(Part of a data file)

________

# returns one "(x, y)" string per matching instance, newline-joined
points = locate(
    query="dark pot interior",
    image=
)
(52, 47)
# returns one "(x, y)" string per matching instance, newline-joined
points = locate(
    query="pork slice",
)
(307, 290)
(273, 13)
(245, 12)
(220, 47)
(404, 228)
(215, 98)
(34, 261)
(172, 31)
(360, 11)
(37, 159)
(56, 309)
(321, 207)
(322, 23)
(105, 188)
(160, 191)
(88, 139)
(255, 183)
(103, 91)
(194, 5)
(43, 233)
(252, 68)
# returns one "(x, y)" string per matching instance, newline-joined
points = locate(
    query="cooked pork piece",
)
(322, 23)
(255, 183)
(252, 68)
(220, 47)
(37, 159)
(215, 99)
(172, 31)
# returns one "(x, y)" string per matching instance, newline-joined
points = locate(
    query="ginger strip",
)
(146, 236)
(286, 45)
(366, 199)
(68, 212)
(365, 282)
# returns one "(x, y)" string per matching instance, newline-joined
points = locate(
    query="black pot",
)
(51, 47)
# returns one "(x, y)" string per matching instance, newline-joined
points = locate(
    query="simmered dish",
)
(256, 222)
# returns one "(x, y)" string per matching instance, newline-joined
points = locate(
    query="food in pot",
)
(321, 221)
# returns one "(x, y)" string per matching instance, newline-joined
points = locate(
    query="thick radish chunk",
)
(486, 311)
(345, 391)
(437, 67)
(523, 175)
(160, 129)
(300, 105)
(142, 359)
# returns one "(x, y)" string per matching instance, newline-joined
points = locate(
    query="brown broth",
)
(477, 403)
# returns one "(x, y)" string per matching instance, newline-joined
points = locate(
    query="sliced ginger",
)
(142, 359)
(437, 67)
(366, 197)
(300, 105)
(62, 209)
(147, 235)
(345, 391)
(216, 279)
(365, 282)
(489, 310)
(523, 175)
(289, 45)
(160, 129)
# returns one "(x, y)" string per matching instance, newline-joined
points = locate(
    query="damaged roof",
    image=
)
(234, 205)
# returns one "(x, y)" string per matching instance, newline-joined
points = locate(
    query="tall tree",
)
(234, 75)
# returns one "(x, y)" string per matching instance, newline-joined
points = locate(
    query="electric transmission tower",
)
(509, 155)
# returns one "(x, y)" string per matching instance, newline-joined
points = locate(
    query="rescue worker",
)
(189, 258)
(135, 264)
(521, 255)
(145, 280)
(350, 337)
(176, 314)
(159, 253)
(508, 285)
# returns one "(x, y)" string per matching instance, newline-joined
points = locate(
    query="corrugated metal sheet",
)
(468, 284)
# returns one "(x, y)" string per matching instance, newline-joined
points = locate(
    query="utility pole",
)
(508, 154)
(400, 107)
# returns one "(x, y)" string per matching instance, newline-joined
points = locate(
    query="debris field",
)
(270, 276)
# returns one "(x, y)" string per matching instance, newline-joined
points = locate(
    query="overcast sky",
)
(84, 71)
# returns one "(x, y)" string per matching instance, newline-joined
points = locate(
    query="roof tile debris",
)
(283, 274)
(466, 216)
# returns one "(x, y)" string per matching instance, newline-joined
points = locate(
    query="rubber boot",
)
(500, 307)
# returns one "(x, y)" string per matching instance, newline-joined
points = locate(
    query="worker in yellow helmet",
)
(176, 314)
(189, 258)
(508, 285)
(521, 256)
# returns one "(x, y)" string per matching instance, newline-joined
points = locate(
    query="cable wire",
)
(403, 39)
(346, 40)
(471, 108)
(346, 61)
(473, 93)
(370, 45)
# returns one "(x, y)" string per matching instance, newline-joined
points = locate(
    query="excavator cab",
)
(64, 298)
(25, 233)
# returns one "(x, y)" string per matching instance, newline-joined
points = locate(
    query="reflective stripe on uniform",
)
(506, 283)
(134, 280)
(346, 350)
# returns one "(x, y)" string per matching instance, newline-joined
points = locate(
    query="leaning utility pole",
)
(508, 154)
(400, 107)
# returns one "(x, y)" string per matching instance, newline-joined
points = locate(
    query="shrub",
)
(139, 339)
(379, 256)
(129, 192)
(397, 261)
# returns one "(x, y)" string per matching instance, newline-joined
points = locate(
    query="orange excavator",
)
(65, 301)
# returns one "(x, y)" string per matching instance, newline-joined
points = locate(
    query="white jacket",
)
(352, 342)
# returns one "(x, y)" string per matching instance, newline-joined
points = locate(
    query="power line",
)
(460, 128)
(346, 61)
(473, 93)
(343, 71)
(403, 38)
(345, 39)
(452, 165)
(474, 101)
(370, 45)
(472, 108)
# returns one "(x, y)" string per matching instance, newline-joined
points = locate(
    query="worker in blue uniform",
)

________

Your goal |
Identify every line of the listing that contains the word "roof", and copy each of those lines.

Full solution |
    query="damaged roof",
    query="roof tile debris",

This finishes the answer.